Records for this task:

▬▬▬

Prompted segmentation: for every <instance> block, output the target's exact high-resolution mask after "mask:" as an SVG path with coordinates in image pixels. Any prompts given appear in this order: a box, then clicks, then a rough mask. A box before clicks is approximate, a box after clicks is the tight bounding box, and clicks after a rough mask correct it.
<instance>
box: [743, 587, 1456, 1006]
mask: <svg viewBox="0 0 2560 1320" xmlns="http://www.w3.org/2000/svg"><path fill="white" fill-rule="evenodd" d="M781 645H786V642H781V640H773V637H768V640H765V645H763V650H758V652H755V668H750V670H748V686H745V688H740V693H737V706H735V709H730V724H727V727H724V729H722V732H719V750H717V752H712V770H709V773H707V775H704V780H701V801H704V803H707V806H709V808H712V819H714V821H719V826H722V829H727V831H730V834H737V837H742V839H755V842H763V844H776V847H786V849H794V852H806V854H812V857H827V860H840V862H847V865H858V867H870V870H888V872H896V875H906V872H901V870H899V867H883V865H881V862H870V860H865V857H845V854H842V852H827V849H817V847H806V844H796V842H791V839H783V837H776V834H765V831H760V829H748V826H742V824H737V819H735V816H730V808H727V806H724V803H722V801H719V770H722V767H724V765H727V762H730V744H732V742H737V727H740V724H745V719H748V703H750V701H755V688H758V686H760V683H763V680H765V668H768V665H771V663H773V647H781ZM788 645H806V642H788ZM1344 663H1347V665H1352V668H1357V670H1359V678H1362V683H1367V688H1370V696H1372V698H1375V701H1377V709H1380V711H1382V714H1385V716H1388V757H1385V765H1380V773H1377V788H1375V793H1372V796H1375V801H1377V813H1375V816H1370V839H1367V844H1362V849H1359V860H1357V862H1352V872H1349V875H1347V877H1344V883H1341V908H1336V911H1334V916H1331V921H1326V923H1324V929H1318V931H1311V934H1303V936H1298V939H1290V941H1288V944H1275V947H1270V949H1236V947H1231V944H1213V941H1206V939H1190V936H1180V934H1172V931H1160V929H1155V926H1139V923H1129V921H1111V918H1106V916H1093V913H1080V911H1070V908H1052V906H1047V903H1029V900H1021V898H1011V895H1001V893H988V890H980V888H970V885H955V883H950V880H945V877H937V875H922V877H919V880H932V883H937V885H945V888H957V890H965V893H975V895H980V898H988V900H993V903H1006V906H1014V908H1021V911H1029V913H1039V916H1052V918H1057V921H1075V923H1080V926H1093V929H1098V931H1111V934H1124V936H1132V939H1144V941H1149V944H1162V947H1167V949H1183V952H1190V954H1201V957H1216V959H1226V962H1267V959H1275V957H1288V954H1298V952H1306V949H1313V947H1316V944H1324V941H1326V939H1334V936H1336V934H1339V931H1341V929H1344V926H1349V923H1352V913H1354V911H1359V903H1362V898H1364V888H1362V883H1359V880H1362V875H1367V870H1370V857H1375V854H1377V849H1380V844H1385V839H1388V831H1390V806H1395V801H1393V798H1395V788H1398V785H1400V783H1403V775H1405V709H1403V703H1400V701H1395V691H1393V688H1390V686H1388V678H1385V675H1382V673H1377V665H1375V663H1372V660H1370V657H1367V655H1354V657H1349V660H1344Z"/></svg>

▬▬▬

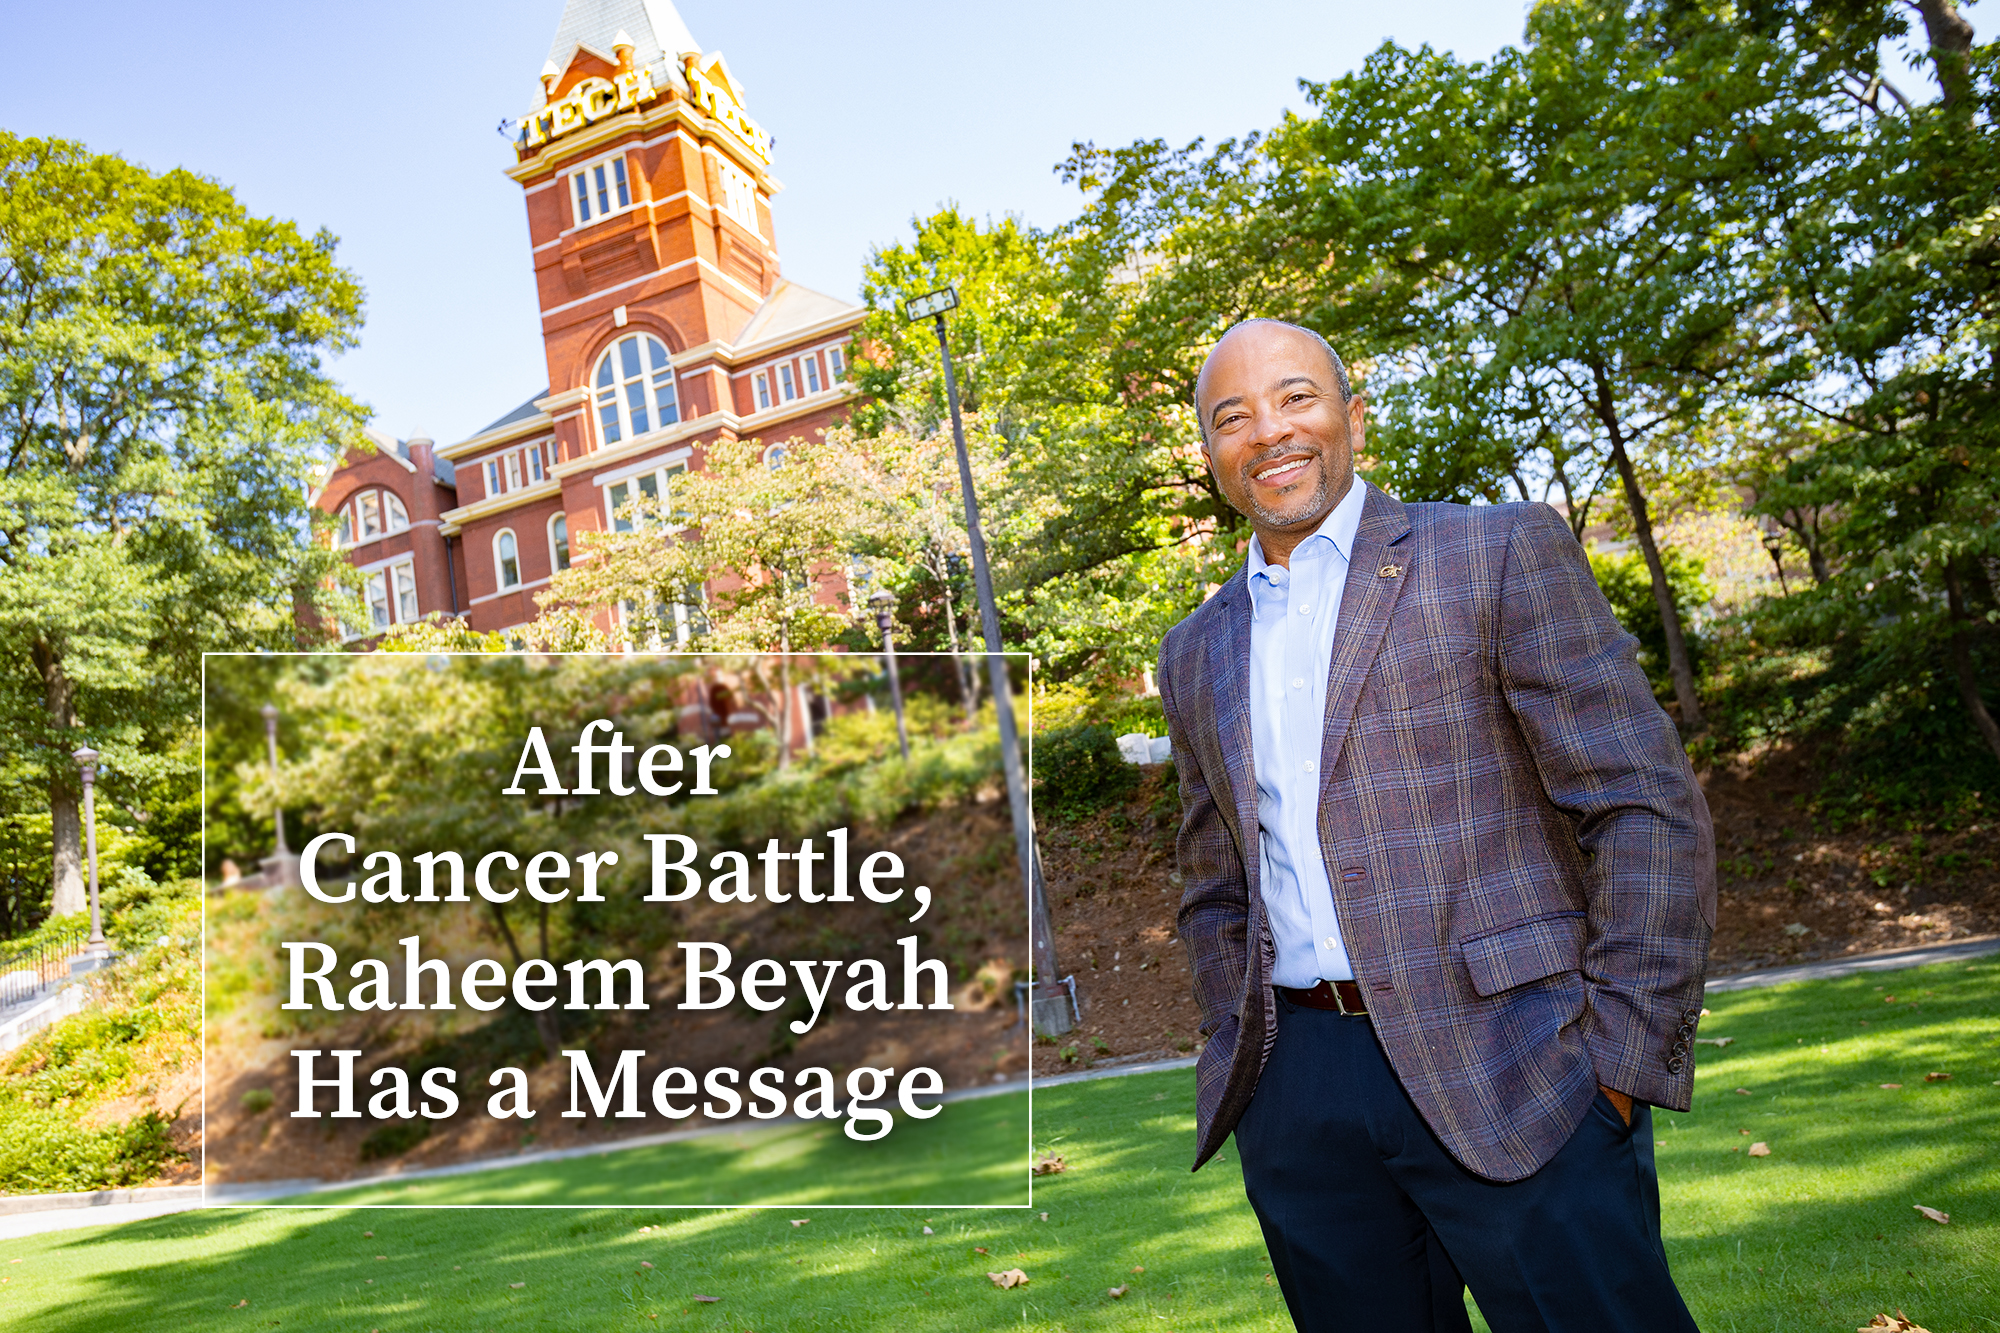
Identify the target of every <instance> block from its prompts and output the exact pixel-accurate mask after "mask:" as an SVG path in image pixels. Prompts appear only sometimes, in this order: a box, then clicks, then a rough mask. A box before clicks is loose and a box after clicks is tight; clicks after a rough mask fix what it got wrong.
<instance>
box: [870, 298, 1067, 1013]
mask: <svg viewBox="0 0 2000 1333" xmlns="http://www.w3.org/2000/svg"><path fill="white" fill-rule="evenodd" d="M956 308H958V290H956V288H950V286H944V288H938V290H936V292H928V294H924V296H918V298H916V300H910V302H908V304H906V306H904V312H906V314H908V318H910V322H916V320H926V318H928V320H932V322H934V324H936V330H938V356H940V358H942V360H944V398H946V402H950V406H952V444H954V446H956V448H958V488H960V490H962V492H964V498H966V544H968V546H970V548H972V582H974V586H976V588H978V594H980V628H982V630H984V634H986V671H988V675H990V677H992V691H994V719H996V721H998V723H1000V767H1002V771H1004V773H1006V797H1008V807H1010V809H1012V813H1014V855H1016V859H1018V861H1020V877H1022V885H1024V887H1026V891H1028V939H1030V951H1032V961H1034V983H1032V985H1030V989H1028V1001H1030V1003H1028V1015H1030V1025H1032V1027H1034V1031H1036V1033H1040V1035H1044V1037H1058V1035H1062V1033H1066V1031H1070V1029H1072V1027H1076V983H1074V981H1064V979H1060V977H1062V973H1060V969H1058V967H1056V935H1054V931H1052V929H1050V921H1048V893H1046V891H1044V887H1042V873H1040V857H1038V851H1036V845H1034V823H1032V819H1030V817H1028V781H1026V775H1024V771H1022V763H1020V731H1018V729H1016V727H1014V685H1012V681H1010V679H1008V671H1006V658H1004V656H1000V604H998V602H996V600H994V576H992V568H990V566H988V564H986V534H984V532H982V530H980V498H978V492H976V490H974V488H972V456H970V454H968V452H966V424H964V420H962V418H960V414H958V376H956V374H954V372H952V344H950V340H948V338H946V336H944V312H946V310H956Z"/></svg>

▬▬▬

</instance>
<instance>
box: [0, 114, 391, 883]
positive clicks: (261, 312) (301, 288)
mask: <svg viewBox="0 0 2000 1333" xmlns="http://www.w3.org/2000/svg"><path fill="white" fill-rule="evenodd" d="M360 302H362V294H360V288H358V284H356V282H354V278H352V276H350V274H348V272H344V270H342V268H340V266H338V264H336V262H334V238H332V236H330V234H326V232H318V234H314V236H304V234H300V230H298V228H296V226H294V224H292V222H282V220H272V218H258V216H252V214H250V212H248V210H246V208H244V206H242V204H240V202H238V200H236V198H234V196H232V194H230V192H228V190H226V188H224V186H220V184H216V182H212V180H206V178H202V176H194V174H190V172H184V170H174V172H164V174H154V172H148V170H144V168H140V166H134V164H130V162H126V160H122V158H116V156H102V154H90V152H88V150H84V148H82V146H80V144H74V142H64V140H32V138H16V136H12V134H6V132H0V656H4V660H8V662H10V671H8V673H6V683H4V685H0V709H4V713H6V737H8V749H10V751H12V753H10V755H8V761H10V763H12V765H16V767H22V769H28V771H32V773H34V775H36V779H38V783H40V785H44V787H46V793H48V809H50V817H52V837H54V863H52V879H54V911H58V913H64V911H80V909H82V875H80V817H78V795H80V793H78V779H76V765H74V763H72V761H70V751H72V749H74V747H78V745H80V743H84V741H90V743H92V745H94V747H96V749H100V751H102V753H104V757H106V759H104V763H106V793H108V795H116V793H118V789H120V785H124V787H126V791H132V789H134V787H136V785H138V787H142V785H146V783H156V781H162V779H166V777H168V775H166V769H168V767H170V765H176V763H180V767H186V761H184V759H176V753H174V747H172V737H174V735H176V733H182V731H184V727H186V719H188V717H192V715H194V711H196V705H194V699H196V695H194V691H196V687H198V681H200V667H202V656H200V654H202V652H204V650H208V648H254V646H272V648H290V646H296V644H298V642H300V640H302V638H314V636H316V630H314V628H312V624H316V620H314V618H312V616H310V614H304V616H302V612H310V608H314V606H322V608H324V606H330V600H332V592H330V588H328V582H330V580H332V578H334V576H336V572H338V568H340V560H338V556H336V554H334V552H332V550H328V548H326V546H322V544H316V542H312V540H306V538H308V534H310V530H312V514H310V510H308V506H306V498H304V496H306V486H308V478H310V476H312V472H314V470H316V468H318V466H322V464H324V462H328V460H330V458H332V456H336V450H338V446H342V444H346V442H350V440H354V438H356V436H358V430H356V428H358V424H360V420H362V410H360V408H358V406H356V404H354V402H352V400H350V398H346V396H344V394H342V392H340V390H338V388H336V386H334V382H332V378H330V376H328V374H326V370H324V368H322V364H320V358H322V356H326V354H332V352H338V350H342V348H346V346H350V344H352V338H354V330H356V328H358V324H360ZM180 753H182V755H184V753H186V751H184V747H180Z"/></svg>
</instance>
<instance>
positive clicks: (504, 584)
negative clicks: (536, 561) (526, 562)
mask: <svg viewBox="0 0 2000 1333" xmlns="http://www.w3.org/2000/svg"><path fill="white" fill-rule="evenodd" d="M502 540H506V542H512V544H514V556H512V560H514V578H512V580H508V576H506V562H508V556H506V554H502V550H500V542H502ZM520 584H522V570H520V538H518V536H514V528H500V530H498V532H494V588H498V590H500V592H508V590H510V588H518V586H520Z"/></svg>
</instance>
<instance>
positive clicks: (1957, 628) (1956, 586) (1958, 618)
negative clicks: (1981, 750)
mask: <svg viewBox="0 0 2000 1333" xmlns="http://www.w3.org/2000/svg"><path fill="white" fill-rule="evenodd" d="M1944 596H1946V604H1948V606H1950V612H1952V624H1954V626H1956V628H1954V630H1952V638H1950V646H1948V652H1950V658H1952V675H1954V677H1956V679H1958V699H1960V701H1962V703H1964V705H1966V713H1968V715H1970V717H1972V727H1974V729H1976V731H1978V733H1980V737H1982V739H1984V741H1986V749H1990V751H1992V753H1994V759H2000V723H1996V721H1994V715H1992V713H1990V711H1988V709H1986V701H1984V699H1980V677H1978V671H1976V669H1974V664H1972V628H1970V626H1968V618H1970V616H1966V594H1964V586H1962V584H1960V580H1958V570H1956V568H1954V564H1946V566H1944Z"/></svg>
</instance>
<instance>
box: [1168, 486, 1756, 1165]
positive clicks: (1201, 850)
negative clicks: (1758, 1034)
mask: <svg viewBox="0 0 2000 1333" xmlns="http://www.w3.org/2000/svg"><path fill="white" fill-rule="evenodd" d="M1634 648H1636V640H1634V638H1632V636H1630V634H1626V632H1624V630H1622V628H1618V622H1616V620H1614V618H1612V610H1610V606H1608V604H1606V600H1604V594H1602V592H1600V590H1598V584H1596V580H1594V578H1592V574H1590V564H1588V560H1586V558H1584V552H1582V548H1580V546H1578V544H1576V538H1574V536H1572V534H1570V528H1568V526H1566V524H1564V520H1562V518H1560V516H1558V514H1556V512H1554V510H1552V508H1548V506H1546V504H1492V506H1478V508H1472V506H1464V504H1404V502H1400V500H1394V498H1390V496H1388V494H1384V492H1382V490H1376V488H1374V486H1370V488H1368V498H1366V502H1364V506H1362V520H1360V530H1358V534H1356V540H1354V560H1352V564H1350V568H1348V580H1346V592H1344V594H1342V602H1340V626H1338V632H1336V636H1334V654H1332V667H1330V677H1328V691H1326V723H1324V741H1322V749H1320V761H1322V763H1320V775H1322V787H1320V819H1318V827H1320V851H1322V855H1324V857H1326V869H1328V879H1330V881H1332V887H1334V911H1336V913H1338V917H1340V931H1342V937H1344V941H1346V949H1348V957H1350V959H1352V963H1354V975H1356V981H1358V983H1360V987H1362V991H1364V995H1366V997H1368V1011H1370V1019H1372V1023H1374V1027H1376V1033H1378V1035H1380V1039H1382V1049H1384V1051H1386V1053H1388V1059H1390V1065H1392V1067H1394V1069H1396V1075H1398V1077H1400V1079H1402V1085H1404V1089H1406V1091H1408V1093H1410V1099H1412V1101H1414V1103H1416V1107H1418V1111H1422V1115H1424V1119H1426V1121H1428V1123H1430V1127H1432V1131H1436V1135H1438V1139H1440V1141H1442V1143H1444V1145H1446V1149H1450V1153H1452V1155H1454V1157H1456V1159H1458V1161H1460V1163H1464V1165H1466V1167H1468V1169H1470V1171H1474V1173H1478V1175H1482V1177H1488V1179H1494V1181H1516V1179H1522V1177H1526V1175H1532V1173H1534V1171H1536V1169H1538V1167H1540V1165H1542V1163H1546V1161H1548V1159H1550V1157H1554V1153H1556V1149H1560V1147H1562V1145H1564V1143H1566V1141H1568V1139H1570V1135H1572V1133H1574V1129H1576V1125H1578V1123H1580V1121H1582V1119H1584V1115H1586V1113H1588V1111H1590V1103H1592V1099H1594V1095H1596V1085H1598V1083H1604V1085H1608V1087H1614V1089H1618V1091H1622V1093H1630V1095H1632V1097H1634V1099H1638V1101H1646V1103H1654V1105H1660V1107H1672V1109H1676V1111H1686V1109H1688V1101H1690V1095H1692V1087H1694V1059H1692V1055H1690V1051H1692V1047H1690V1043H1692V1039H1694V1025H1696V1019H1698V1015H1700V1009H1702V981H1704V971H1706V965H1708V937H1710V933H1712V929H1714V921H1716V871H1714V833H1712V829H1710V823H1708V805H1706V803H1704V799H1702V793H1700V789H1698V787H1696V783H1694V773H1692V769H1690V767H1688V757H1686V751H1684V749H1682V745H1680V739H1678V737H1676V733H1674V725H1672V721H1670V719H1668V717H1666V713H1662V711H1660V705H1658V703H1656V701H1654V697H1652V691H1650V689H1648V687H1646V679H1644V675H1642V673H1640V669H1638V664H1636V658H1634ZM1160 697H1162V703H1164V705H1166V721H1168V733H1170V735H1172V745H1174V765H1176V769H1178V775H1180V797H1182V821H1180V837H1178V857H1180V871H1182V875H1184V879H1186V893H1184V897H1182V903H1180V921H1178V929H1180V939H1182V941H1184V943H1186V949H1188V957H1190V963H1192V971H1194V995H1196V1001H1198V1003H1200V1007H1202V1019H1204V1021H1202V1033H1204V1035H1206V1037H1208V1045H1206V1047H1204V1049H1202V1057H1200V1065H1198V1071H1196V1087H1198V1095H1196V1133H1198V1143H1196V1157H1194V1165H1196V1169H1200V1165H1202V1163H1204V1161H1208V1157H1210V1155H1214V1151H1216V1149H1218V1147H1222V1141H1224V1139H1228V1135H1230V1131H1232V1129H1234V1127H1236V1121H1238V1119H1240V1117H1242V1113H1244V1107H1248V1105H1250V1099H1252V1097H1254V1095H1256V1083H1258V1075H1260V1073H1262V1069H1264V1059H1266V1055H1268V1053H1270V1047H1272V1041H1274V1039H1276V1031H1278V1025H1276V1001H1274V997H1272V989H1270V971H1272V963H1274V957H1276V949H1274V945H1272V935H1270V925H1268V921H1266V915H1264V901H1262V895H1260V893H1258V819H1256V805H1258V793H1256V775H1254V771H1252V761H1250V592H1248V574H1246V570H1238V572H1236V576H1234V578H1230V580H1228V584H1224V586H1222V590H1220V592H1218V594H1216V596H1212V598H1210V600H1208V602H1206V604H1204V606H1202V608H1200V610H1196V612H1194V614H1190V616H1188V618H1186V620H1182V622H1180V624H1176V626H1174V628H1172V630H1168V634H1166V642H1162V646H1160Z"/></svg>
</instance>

▬▬▬

Aim of the exercise:
Rewrite the lines from the one containing "Prompted segmentation: for" through the one containing "box: [743, 587, 1456, 1006]", changing "instance" to "object" and keeping everything else the same.

Task result:
Prompted segmentation: for every <object> block, output the target's exact high-resolution mask after "mask:" as an SVG path with coordinates in image pixels. Any prompts given appear in this order: a box, then clicks, then a rough mask. A box before clicks is approximate, a box after clicks is the tight bounding box, and clicks after a rough mask correct it.
<object>
box: [743, 587, 1456, 1006]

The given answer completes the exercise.